Pick out each line of the entries below that contains the string "pink" and copy those lines.
** Start of MATERIAL SHOWN **
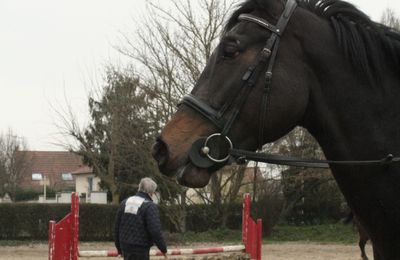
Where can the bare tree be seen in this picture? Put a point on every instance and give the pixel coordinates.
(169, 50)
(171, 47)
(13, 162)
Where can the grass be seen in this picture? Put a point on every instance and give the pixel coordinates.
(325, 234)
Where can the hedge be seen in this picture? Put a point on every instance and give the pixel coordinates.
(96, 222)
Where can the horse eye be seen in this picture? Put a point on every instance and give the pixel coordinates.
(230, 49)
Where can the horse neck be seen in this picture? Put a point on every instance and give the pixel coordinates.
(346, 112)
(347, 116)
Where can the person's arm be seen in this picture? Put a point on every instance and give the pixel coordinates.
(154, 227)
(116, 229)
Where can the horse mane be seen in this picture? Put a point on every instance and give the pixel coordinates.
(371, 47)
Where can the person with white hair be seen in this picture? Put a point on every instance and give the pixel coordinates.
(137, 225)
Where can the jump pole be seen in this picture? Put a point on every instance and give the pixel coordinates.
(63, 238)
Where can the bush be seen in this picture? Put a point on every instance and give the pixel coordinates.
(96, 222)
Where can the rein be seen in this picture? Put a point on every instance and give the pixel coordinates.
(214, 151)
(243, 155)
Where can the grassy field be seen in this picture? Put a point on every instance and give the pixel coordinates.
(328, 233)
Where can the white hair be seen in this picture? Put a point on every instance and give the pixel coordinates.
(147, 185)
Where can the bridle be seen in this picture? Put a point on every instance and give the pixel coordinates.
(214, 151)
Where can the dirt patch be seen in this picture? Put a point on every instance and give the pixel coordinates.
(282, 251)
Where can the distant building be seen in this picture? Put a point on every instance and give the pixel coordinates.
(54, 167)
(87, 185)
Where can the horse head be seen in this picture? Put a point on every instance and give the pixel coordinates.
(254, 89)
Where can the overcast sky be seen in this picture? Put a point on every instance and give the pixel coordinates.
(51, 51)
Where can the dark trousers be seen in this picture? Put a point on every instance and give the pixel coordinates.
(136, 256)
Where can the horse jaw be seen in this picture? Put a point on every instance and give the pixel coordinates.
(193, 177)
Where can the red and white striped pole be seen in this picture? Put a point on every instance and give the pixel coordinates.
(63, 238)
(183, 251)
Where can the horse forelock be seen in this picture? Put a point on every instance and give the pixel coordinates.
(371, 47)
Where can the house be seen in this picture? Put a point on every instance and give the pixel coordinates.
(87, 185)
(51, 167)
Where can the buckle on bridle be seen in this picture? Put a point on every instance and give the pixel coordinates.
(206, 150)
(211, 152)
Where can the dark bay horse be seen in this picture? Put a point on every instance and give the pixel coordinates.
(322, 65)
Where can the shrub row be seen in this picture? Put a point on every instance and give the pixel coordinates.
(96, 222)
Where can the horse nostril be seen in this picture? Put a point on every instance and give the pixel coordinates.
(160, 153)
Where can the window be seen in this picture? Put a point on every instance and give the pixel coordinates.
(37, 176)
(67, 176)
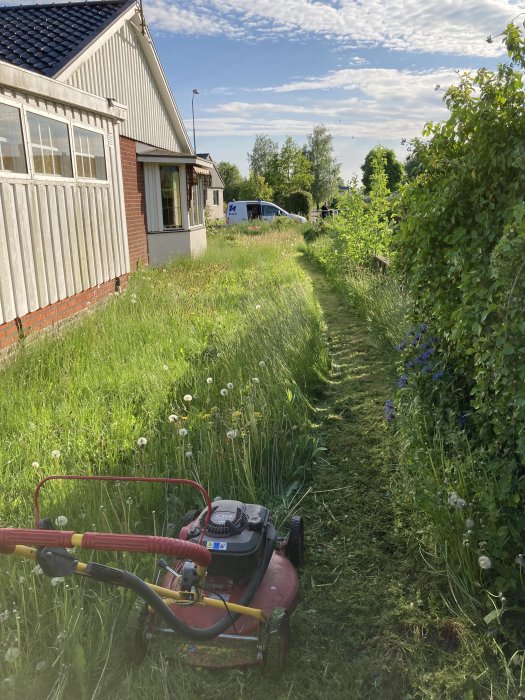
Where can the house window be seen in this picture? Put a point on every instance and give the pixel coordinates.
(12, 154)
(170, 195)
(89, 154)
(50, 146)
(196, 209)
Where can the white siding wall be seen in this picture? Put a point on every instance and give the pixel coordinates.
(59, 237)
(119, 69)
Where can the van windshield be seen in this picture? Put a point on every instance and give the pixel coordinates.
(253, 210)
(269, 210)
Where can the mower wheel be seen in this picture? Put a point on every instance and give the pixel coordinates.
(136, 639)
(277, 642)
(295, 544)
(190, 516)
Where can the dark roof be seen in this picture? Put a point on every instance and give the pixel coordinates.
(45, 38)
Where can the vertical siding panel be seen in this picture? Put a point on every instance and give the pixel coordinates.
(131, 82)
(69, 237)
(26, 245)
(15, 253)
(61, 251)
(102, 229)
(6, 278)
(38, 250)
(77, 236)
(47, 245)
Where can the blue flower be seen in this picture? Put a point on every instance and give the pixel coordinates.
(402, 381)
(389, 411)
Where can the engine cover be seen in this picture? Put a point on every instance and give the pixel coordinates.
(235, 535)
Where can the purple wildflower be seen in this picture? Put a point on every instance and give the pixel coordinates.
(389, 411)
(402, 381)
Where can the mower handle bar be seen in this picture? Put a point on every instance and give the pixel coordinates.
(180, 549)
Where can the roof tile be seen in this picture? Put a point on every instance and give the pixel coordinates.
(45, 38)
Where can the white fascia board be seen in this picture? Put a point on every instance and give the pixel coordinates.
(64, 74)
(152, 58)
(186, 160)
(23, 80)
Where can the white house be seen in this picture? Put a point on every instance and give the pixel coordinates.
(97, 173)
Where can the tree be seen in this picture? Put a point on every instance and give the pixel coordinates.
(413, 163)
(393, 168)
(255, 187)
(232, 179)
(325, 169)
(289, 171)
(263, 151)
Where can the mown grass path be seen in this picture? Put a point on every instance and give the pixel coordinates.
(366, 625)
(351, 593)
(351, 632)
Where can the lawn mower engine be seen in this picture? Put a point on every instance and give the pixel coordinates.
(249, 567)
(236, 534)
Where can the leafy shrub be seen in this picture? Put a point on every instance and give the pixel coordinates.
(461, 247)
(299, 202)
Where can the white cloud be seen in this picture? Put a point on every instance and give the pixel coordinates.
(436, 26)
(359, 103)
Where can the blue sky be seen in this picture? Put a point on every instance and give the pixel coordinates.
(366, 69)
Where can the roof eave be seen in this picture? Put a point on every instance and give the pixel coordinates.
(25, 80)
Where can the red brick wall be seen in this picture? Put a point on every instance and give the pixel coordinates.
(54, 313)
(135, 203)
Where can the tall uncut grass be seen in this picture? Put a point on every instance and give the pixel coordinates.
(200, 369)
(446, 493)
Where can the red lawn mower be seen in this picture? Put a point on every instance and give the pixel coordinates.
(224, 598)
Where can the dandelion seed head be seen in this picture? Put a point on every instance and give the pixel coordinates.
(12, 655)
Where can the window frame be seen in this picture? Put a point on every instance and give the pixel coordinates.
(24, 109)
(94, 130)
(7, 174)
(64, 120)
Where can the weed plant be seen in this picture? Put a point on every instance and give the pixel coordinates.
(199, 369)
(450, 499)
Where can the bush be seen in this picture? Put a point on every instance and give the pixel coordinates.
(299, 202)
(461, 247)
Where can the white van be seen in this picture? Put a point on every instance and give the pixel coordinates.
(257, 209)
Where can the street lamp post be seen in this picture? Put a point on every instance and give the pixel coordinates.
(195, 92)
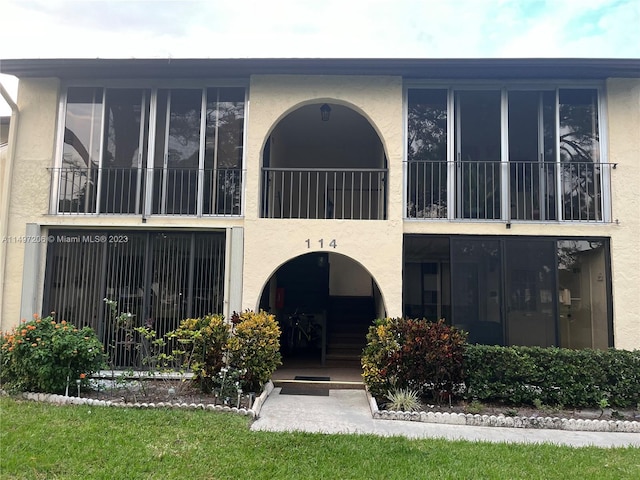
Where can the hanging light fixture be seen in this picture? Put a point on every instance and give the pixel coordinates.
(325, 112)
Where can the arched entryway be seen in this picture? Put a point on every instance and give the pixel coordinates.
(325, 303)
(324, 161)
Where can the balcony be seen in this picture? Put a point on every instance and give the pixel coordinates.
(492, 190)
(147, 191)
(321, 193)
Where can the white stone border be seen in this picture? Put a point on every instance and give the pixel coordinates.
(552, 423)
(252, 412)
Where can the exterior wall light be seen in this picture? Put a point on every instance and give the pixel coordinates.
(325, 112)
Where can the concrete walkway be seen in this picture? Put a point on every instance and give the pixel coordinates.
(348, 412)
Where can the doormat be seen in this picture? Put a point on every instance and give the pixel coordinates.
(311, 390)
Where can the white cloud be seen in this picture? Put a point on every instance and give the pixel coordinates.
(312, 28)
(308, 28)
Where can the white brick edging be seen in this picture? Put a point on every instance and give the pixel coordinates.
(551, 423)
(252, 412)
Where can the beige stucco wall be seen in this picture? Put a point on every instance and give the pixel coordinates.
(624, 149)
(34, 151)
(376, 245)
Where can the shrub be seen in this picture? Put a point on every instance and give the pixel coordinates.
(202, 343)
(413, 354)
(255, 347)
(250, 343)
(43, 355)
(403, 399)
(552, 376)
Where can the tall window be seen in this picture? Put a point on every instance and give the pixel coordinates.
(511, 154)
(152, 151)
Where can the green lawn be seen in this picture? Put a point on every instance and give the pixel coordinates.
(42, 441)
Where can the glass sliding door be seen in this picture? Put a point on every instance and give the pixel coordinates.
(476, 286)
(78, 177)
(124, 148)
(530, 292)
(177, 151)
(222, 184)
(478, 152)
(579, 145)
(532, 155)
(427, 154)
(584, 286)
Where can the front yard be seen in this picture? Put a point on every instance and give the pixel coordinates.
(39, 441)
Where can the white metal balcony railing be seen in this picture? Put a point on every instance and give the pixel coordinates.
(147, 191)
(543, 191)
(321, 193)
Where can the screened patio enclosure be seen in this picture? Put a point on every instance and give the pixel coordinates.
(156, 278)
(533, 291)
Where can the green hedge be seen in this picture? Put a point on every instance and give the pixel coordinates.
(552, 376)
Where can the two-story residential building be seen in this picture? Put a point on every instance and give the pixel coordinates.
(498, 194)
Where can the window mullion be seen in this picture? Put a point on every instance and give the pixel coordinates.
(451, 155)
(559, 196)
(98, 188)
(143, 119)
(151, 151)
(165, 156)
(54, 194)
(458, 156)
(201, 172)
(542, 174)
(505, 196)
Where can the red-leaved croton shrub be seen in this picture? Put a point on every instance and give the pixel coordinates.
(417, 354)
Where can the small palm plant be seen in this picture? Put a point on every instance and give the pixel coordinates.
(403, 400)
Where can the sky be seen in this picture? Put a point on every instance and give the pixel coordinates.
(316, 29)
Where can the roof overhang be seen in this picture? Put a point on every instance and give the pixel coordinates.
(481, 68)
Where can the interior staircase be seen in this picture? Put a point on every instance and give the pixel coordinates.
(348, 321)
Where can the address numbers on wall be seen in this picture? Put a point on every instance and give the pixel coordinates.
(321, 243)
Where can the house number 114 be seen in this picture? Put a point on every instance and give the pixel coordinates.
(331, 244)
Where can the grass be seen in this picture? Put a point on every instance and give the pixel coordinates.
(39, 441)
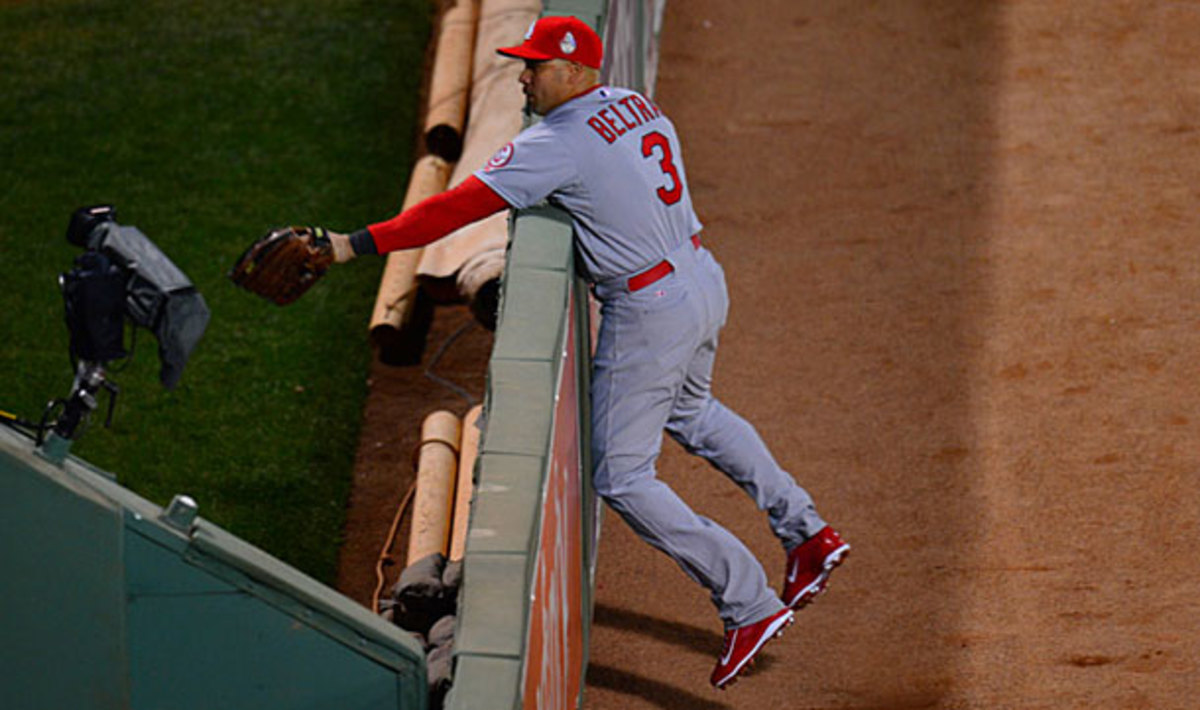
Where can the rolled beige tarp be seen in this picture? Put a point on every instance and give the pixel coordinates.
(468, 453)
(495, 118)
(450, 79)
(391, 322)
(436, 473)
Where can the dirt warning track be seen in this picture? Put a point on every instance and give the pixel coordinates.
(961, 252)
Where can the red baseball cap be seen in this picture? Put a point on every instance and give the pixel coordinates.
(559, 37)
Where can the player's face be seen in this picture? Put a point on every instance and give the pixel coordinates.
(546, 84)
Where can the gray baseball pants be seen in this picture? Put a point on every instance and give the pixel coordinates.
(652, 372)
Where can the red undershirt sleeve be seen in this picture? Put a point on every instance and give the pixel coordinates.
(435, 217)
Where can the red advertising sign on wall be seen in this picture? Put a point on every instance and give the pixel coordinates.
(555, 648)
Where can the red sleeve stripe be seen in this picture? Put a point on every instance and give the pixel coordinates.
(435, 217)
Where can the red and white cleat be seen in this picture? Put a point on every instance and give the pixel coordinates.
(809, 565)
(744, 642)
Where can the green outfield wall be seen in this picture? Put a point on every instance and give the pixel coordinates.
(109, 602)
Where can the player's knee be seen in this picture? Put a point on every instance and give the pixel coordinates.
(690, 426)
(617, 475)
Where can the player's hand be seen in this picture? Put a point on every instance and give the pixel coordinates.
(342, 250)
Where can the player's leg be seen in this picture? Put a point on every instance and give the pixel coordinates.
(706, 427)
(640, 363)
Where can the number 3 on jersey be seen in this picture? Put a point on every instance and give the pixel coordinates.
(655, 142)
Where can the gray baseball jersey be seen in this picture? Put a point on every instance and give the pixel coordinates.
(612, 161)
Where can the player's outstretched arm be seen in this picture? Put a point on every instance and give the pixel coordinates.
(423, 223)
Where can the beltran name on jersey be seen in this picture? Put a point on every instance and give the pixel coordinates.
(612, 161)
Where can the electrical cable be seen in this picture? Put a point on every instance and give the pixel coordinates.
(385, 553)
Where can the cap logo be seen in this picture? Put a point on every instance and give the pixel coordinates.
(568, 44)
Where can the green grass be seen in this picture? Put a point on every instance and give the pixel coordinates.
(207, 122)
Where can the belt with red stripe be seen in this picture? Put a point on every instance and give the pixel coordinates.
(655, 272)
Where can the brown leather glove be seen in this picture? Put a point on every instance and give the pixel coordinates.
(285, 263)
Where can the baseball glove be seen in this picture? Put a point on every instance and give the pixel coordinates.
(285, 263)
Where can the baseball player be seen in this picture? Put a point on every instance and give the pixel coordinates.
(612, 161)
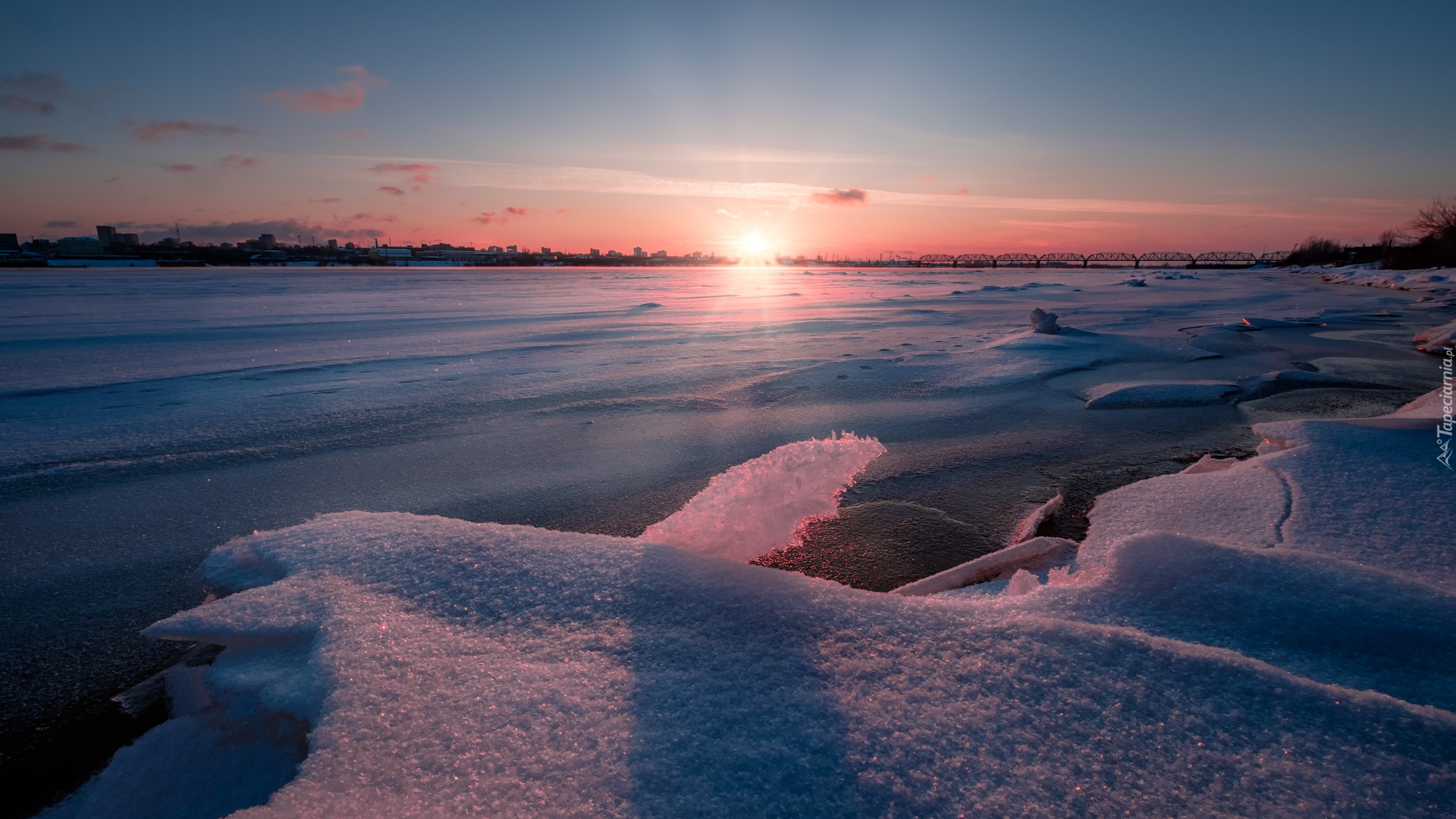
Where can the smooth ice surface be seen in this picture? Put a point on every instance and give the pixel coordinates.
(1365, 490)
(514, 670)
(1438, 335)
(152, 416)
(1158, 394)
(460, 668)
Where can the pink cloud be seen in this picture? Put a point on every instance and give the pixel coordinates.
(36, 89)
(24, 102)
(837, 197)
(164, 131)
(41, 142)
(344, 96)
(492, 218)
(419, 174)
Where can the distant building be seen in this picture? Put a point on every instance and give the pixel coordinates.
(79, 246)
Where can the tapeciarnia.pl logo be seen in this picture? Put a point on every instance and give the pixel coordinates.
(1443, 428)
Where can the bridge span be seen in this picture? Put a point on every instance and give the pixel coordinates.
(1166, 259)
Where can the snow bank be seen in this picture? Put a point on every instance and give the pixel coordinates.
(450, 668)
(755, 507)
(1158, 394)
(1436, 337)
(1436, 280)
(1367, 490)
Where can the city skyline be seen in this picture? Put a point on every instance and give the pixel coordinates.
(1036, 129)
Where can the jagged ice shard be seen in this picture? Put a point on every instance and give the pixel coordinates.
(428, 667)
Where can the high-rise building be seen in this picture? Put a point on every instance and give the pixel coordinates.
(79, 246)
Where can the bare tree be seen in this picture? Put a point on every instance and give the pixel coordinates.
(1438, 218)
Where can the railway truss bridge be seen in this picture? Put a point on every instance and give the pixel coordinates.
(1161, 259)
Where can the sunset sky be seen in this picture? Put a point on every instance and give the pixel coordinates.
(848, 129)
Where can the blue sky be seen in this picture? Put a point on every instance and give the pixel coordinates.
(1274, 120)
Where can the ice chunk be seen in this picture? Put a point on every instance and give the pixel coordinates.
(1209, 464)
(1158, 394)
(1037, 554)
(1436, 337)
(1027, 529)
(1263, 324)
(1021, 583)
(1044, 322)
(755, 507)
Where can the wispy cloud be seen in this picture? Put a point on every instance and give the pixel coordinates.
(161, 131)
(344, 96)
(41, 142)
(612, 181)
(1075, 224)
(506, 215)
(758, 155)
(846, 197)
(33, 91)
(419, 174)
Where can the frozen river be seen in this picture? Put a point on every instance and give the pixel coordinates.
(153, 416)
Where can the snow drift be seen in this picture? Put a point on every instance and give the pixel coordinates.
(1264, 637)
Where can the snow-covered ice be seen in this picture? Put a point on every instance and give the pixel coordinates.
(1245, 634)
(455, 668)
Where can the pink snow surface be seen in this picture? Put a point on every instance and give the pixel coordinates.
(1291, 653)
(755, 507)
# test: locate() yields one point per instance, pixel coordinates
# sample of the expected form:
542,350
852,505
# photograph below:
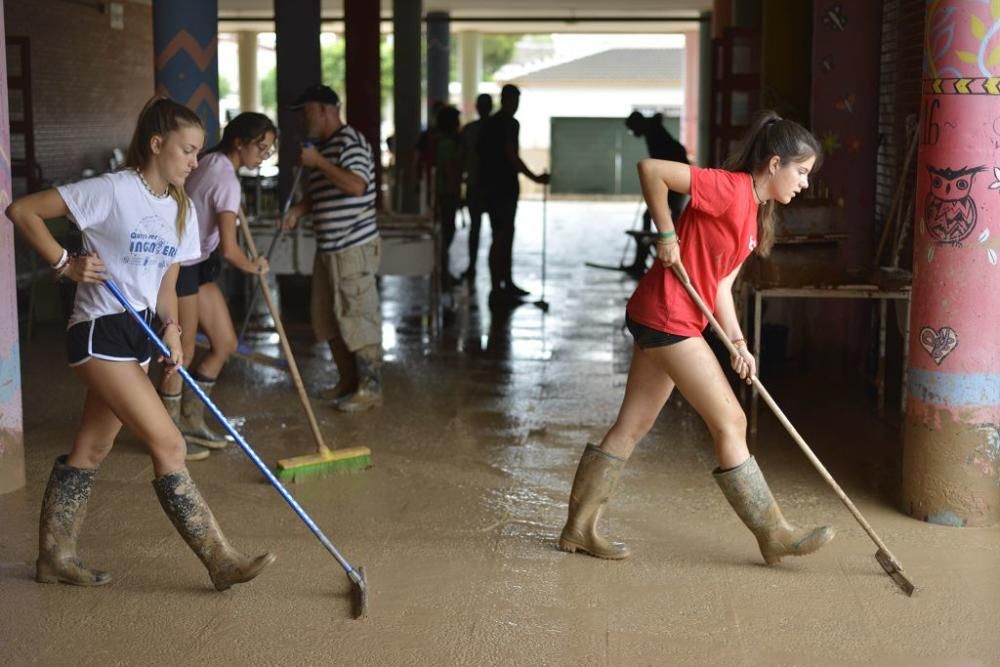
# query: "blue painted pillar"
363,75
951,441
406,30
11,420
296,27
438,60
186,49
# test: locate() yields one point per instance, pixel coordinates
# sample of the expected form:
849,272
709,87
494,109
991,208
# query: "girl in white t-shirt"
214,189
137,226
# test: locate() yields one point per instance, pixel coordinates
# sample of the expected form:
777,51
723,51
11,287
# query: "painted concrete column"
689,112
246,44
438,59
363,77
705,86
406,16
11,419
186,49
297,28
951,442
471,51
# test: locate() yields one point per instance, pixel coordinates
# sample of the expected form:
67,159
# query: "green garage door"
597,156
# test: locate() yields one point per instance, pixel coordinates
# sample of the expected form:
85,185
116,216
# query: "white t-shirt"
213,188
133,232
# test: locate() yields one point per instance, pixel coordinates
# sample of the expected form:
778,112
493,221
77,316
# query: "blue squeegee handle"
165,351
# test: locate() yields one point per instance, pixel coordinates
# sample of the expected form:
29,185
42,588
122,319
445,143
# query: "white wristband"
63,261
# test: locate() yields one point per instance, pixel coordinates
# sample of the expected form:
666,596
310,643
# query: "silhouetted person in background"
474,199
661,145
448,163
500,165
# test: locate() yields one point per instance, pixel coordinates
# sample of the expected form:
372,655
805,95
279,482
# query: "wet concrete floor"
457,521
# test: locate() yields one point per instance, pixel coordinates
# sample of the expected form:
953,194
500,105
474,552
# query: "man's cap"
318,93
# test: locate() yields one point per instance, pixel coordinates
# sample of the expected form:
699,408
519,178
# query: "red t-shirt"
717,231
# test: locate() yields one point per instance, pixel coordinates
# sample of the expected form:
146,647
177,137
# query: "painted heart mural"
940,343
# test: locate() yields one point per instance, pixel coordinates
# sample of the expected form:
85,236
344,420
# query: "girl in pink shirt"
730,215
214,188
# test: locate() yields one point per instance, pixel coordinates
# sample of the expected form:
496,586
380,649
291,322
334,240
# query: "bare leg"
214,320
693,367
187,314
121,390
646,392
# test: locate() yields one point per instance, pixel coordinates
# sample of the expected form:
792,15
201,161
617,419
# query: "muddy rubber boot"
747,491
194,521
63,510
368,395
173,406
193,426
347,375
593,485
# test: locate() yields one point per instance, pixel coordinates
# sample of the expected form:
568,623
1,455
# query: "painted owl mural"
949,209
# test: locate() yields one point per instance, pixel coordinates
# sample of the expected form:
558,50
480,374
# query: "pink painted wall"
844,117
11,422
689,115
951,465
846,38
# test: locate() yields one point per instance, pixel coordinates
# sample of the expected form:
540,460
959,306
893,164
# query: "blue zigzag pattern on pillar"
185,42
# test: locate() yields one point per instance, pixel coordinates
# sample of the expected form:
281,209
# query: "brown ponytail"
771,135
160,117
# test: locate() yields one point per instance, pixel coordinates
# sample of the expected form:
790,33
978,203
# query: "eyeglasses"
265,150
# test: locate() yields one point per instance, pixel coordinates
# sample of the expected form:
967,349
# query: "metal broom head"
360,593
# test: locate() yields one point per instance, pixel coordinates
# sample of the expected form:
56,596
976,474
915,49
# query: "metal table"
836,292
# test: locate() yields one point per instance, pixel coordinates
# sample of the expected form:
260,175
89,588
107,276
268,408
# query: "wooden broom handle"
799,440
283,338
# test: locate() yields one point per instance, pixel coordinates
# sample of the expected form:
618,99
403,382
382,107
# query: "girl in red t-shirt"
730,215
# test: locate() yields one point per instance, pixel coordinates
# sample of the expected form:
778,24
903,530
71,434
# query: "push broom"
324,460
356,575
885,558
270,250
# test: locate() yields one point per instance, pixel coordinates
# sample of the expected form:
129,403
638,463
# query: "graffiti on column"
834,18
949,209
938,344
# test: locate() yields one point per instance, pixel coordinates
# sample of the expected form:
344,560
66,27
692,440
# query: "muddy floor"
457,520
** End of MATERIAL SHOWN **
RESULT OF THIS TASK
Where can the pink cloud be seen in this picture? Put a point on every instance and give the pixel coordinates.
Where can the pink snow surface be seen in this picture? Put a point on every instance and give the pixel coordinates.
# query: "girl in pink shirt"
# query: "pink painted wall"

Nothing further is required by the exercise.